─── Teks Bacaan
Selamat Membaca SBR

Untuk anda, para pembaca situs blog ini, semoga ada manfaat yang bisa anda dapatkan. Silakan tulis komentar anda dibawah. Saran dan kritik sangat kami tunggu.

Kamis, 05 April 2012

Kelompok Islamis, Arab Saudi dan Terorisme

Judul buku    : Awakening Islam
Penulis          : Stephane Lacroix
Penerbit        : Harvard University Press, AS
Cetakan        : Pertama, Desember 2011
Tebal             : 373 halaman

Bagaimana jadinya sebuah ideologi tumbuh di dalam masyarakat yang terfragmentasi? Masyarakat yang terpilah ke dalam berbagai suku, kabilah dan golongan, yang dalam sejarah secara ekstrem menunjukkan kesulitan untuk bersatu, kecuali saat diikat oleh satu keyakinan agama. Tentu, ideologi yang tumbuh akan menghadapi persoalan-persoalan awal berupa keterpilahan dan pandangan ortodoks yang nyaris sudah dipandang sebagai bagian dari dogma keyakinan agama tersebut sehingga ideologi yang bangkit di dalam masyarakat itu harus berkompromi pada situasi yang tercipta akibat ortodoksi yang kekal. Walau pergeseran demi pergeseran terjadi sebagai akibat keterbukaan media dan keinginan melakukan komparasi dengan negara lain, iklim ortodoksi itu tampak masih kuat bahkan semakin mengeras ketika berhadapan pada modernitas.
──────
─── Data yang Diberikan
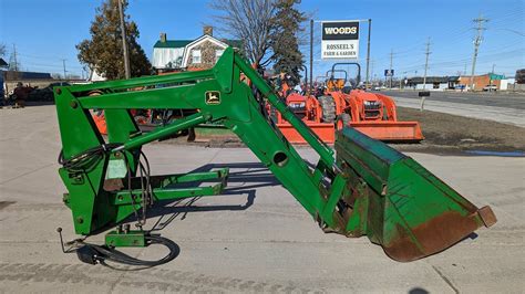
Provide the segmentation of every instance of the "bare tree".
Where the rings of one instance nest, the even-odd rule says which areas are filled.
[[[217,29],[243,41],[244,53],[251,63],[266,66],[270,60],[271,32],[276,0],[213,0],[219,14],[213,15]]]

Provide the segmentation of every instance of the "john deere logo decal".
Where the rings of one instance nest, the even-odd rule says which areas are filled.
[[[208,91],[206,92],[206,104],[220,104],[220,92],[218,91]]]

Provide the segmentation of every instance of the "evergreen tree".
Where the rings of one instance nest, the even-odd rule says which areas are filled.
[[[302,31],[300,24],[306,20],[296,4],[300,0],[277,0],[276,15],[274,17],[274,31],[271,33],[271,50],[274,51],[274,70],[290,75],[294,85],[301,78],[303,55],[299,51],[298,33]]]
[[[122,1],[124,11],[127,51],[132,76],[150,74],[152,67],[144,50],[137,43],[138,28],[125,14],[126,0],[107,0],[96,9],[96,15],[91,24],[91,40],[84,40],[76,45],[79,61],[92,71],[103,74],[107,80],[124,78],[124,60],[121,38],[119,2]]]

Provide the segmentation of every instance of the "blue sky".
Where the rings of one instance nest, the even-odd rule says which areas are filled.
[[[62,59],[69,72],[80,74],[74,48],[89,38],[89,28],[101,0],[0,0],[0,42],[12,51],[17,46],[22,69],[62,73]],[[194,39],[203,23],[213,23],[215,12],[205,0],[130,0],[127,13],[138,24],[140,43],[151,56],[159,32],[168,39]],[[492,71],[514,76],[525,67],[525,1],[523,0],[303,0],[303,11],[315,20],[372,19],[371,59],[373,74],[381,77],[390,66],[397,76],[421,75],[424,49],[431,38],[429,75],[455,75],[471,71],[472,19],[480,13],[485,24],[476,73]],[[360,61],[364,65],[366,23],[361,29]],[[320,25],[316,25],[316,40]],[[224,35],[227,36],[227,35]],[[320,61],[316,42],[315,75],[325,73],[332,62]],[[307,46],[303,51],[308,61]],[[364,66],[363,66],[364,67]],[[371,66],[372,67],[372,66]],[[372,69],[371,69],[372,70]]]

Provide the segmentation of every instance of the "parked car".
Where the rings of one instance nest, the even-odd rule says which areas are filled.
[[[496,91],[497,86],[496,85],[486,85],[483,87],[483,91],[491,92],[491,91]]]

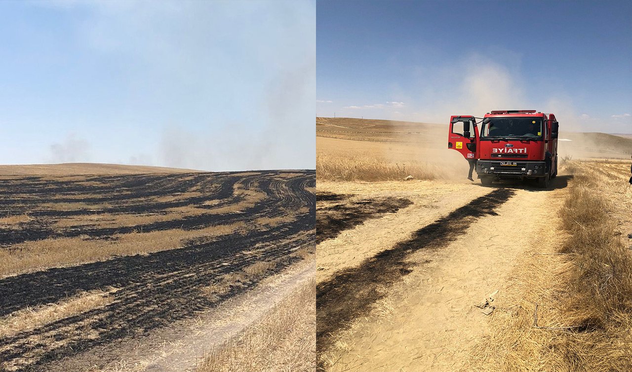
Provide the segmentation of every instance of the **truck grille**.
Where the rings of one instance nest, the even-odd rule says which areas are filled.
[[[526,158],[529,155],[526,153],[492,153],[493,158]]]

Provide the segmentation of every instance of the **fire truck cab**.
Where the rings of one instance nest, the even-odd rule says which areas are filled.
[[[481,183],[501,179],[536,179],[542,188],[557,175],[557,133],[553,114],[535,110],[487,112],[477,123],[471,115],[450,117],[447,148],[476,160]],[[480,118],[478,118],[480,119]]]

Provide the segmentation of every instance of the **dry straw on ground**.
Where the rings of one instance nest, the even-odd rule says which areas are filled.
[[[400,164],[373,157],[316,155],[316,177],[322,181],[394,181],[408,176],[435,179],[437,174],[437,167],[428,163]]]
[[[543,232],[548,244],[515,273],[521,289],[492,318],[502,332],[474,356],[478,370],[632,371],[632,251],[597,172],[566,169],[574,179],[552,218],[560,230]]]

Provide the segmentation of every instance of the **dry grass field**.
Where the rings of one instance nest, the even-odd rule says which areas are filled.
[[[632,140],[489,188],[447,130],[317,119],[319,370],[632,370]]]
[[[120,356],[94,360],[95,347],[197,316],[313,256],[313,171],[1,172],[1,371],[104,369]]]

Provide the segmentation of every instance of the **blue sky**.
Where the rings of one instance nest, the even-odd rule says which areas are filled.
[[[0,2],[0,163],[313,169],[315,6]]]
[[[497,109],[632,133],[632,2],[317,4],[319,116],[447,123]]]

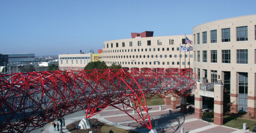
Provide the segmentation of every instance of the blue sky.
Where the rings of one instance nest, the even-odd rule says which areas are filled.
[[[192,34],[205,23],[256,14],[256,0],[0,0],[0,54],[96,53],[108,40]]]

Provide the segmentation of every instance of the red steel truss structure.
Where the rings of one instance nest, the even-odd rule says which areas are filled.
[[[151,129],[145,99],[187,96],[197,79],[191,68],[177,68],[1,74],[0,132],[29,133],[67,114],[87,108],[88,118],[108,106]]]

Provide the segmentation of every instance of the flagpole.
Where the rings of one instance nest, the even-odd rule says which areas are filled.
[[[180,51],[181,51],[181,47],[180,47]]]
[[[186,34],[185,34],[185,48],[186,48]],[[185,68],[186,68],[186,51],[185,51],[185,55],[184,55],[184,58],[185,58]]]

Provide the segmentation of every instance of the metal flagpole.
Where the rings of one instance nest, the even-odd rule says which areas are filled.
[[[186,34],[185,34],[185,48],[186,48]],[[185,58],[185,61],[184,61],[185,62],[184,63],[185,64],[185,68],[186,68],[186,51],[185,51],[185,54],[184,54],[184,58]]]
[[[181,47],[180,47],[180,51],[181,51]]]

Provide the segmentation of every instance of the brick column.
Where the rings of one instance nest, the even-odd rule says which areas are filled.
[[[171,97],[171,108],[173,110],[176,109],[176,97]]]
[[[238,78],[237,73],[230,71],[230,102],[235,102],[231,111],[236,113],[238,113]]]
[[[214,85],[214,124],[223,125],[223,85]]]
[[[182,97],[180,98],[180,113],[186,114],[186,97]]]
[[[253,116],[255,110],[256,103],[256,91],[255,91],[255,83],[256,83],[256,74],[254,73],[248,73],[248,100],[247,102],[247,115]]]
[[[198,119],[202,119],[203,113],[203,98],[199,94],[200,84],[202,82],[197,82],[197,89],[194,92],[195,94],[195,118]]]

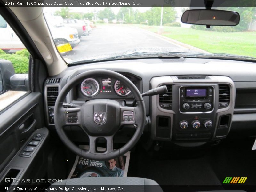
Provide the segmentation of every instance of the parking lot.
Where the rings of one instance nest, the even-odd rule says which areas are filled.
[[[102,25],[92,28],[90,35],[82,36],[80,44],[64,57],[72,60],[91,58],[96,56],[125,52],[136,51],[134,47],[164,47],[175,48],[177,46],[153,33],[122,24]],[[124,50],[125,48],[125,50]]]

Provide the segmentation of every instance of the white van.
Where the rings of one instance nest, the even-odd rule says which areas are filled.
[[[68,43],[73,49],[80,43],[77,30],[64,26],[60,21],[59,17],[46,17],[46,19],[56,45]],[[0,42],[0,49],[5,51],[25,48],[12,28],[1,15]]]
[[[0,15],[0,49],[6,51],[25,48],[23,44],[5,20]]]

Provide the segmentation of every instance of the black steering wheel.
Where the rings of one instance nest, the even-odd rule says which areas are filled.
[[[134,107],[124,106],[114,100],[98,99],[87,101],[81,107],[66,108],[63,107],[66,95],[74,86],[87,78],[100,74],[118,79],[129,87],[137,101],[137,106]],[[146,112],[141,94],[131,81],[112,71],[96,69],[81,73],[65,85],[56,100],[54,117],[57,133],[71,151],[85,158],[107,160],[123,155],[137,143],[143,132]],[[74,121],[71,121],[72,117]],[[120,127],[125,124],[135,125],[135,132],[128,142],[121,148],[114,150],[114,136]],[[88,150],[80,148],[67,137],[63,128],[72,125],[79,126],[88,135],[90,140]],[[104,139],[106,142],[106,150],[103,152],[98,151],[96,148],[96,143],[100,138]]]

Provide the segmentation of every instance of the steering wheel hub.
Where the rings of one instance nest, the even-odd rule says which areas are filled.
[[[91,100],[84,104],[81,110],[81,123],[87,134],[109,136],[118,130],[120,105],[117,101],[104,99]]]

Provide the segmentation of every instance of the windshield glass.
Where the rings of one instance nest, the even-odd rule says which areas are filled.
[[[189,7],[44,7],[44,14],[69,64],[179,54],[253,60],[255,8],[220,7],[238,12],[240,23],[210,28],[181,22]]]

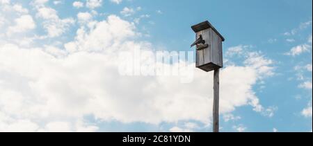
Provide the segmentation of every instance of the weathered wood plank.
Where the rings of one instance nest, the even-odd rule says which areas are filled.
[[[214,101],[213,101],[213,131],[219,131],[219,88],[220,88],[220,69],[214,70]]]

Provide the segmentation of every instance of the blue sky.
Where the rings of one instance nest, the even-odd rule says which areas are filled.
[[[209,20],[225,38],[220,131],[312,131],[312,3],[0,0],[0,131],[211,131],[211,74],[123,77],[112,57],[193,51]]]

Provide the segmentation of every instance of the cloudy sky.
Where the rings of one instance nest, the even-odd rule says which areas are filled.
[[[226,39],[220,131],[312,131],[312,3],[0,0],[0,131],[211,131],[212,73],[125,75],[118,58],[193,51],[207,19]]]

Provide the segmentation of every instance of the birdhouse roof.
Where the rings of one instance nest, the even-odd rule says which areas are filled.
[[[193,30],[193,31],[195,33],[198,33],[199,31],[203,30],[206,30],[206,29],[209,29],[209,28],[212,28],[213,30],[215,31],[215,33],[216,33],[218,36],[220,36],[220,37],[222,39],[222,41],[225,41],[224,37],[220,35],[220,33],[218,33],[218,30],[216,30],[216,29],[215,29],[215,28],[212,26],[212,24],[211,24],[209,21],[205,21],[204,22],[201,22],[197,25],[193,26],[191,26],[191,28]]]

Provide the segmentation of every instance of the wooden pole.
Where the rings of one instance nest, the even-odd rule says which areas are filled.
[[[220,69],[217,69],[214,70],[214,101],[213,101],[213,132],[219,131],[219,88],[220,88]]]

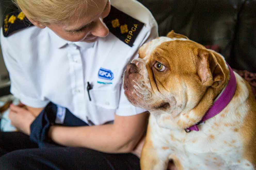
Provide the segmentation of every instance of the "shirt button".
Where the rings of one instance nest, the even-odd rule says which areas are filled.
[[[78,59],[74,59],[74,61],[75,62],[77,63],[78,62],[79,60]]]
[[[79,93],[81,92],[81,91],[79,89],[76,89],[75,92],[77,93]]]

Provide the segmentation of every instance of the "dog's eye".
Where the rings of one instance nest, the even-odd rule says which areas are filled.
[[[155,64],[155,68],[160,71],[162,71],[165,69],[165,67],[159,62],[157,62]]]

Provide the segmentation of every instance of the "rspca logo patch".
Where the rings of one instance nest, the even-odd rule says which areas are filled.
[[[111,80],[114,78],[114,75],[111,70],[101,68],[99,70],[98,77],[100,78]]]

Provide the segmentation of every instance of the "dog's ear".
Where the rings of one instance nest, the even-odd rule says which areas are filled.
[[[196,49],[194,52],[197,56],[197,74],[202,85],[215,88],[221,86],[224,83],[225,74],[213,53],[203,49]]]
[[[175,33],[174,32],[174,31],[173,30],[172,30],[171,31],[171,32],[169,32],[169,33],[167,34],[167,35],[166,35],[166,37],[169,37],[169,38],[185,38],[185,39],[187,39],[189,40],[188,38],[187,37],[184,35],[183,35],[182,34],[177,34]]]

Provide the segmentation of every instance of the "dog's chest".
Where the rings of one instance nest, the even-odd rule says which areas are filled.
[[[150,125],[156,124],[153,118]],[[189,133],[155,126],[151,139],[159,148],[159,155],[169,151],[169,158],[178,159],[184,169],[254,169],[243,158],[242,140],[236,128],[225,123],[217,127],[213,120],[206,122],[199,131]]]

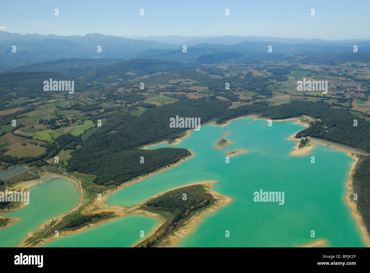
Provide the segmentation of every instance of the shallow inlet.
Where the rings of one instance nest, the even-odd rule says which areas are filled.
[[[344,198],[353,159],[320,145],[309,155],[290,156],[295,142],[287,139],[304,127],[294,121],[273,122],[269,127],[266,121],[253,119],[235,120],[225,127],[202,126],[178,145],[149,147],[185,148],[196,156],[111,195],[107,205],[131,206],[176,187],[217,180],[213,189],[232,197],[233,202],[206,215],[178,246],[292,247],[321,239],[329,246],[364,246]],[[215,149],[216,142],[228,131],[231,132],[226,138],[233,143]],[[248,152],[226,164],[225,152],[239,149]],[[314,164],[311,156],[315,156]],[[260,189],[284,191],[284,204],[254,202],[253,193]],[[140,230],[147,234],[157,224],[154,218],[130,216],[62,237],[46,246],[130,246],[141,239]],[[0,230],[0,237],[7,229]],[[313,230],[314,238],[310,236]],[[229,237],[225,236],[226,230]]]
[[[46,221],[65,213],[76,206],[81,196],[74,184],[66,179],[56,177],[31,188],[30,203],[26,207],[9,213],[6,217],[22,219],[0,230],[0,247],[14,247],[28,233]]]

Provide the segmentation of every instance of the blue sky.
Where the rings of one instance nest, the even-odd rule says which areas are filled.
[[[1,0],[0,29],[57,35],[361,38],[370,37],[369,8],[369,0]],[[56,8],[58,16],[54,15]],[[226,8],[229,16],[225,15]],[[314,16],[310,15],[312,8]]]

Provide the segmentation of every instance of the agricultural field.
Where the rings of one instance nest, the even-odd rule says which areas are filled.
[[[78,135],[83,134],[84,131],[86,129],[88,129],[91,127],[94,127],[95,124],[91,120],[86,120],[83,122],[83,124],[81,125],[73,125],[74,129],[71,133],[73,135]]]

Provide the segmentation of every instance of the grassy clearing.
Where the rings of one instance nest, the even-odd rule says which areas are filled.
[[[84,132],[84,131],[90,127],[94,127],[95,125],[91,120],[86,120],[81,125],[74,125],[75,129],[71,133],[73,135],[78,135]]]

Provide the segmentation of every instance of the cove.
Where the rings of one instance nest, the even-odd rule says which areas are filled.
[[[78,204],[81,195],[74,184],[64,178],[56,177],[30,188],[30,203],[26,207],[9,213],[6,217],[21,220],[0,230],[0,247],[14,247],[28,232],[36,230],[46,221],[67,212]]]
[[[237,119],[224,127],[202,126],[177,145],[149,147],[186,148],[196,156],[110,195],[107,204],[129,207],[176,187],[216,180],[213,189],[231,196],[233,202],[206,215],[178,246],[293,247],[319,239],[329,246],[365,246],[344,198],[353,159],[320,145],[309,155],[289,156],[295,142],[287,139],[303,126],[288,121],[268,127],[266,121],[253,119]],[[229,131],[225,138],[233,142],[214,149]],[[226,164],[225,152],[239,149],[248,152]],[[253,193],[261,189],[284,192],[284,205],[254,202]],[[229,237],[225,236],[226,230]]]
[[[95,227],[80,233],[53,240],[45,247],[129,247],[142,239],[159,221],[153,217],[136,214],[130,215]]]

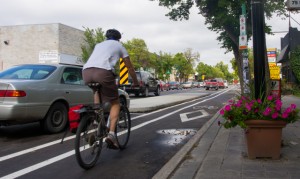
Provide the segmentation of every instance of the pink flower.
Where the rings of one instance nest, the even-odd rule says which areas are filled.
[[[297,105],[296,104],[291,104],[291,109],[296,109]]]
[[[271,112],[271,108],[270,107],[267,107],[266,110],[263,112],[263,115],[264,116],[268,116]]]
[[[277,112],[275,112],[275,113],[272,114],[272,118],[273,119],[276,119],[277,117],[278,117],[278,113]]]
[[[249,103],[246,103],[246,106],[245,106],[246,108],[247,108],[247,110],[248,111],[250,111],[251,110],[251,104],[249,104]]]
[[[284,111],[284,113],[288,113],[288,114],[289,114],[290,112],[291,112],[291,108],[286,108],[285,111]]]
[[[226,111],[230,111],[230,110],[231,110],[230,105],[226,105],[226,106],[225,106],[225,110],[226,110]]]
[[[289,113],[286,113],[286,112],[284,112],[283,114],[282,114],[282,118],[287,118],[287,117],[289,117]]]
[[[273,96],[268,96],[268,98],[267,98],[269,101],[272,101],[272,99],[273,99]]]
[[[262,102],[261,102],[261,99],[257,99],[257,102],[259,103],[259,104],[261,104]]]
[[[221,109],[220,114],[224,115],[224,109]]]

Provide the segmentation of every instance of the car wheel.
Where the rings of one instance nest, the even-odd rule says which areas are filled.
[[[159,96],[160,95],[160,89],[159,89],[159,87],[156,88],[154,94],[155,94],[155,96]]]
[[[144,91],[144,93],[143,93],[143,96],[144,96],[144,97],[149,96],[149,87],[148,87],[148,86],[146,86],[145,91]]]
[[[120,101],[120,104],[121,104],[121,105],[127,106],[127,105],[126,105],[126,99],[125,99],[124,97],[120,97],[120,98],[119,98],[119,101]]]
[[[58,133],[65,129],[67,122],[67,107],[63,103],[54,103],[41,124],[46,132]]]

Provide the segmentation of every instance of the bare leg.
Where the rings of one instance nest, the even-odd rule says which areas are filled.
[[[119,100],[115,100],[111,102],[111,108],[110,108],[110,127],[109,131],[115,132],[117,120],[119,117],[120,112],[120,103]]]
[[[99,104],[99,103],[100,103],[99,93],[96,91],[94,92],[94,104]]]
──────
* **Petunjuk Pengerjaan**
1. Jawablah pertanyaan berikut berdasarkan teks bacaan.
(a) Siapa penulis buku yang diulas?
(b) Berapa halaman tebal buku tersebut?
(c) Kapan masyarakat yang terpilah dapat bersatu?
2. Tentukan apakah setiap pernyataan berikut sesuai dengan teks bacaan. Jawab ya atau tidak dan kutip kata-kata teks yang menjadi dasarnya.
(a) Buku Awakening Islam diterbitkan oleh Harvard University Press.
(b) Cetakan pertama buku itu terbit pada April 2012.
(c) Iklim ortodoksi melemah ketika berhadapan dengan modernitas.

* **Kunci Jawaban**
1.
(a) Stephane Lacroix.
(b) 373 halaman.
(c) Saat diikat oleh satu keyakinan agama.

2.
(a) Ya, "Harvard University Press, AS".
(b) Tidak, "Pertama, Desember 2011".
(c) Tidak, "iklim ortodoksi itu tampak masih kuat bahkan semakin mengeras ketika berhadapan pada modernitas".